*** Block opens ***

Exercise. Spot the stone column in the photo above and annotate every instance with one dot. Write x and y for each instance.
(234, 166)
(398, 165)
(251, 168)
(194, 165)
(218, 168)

*** Block closes ***

WHAT THE TASK REQUIRES => Every entry must appear in the answer exactly as written.

ANSWER FOR THIS EXERCISE =>
Exercise. Spot the stone column in the photo above and annotate every instance with one dot. Write x and y for each instance.
(234, 166)
(398, 165)
(251, 168)
(194, 165)
(218, 168)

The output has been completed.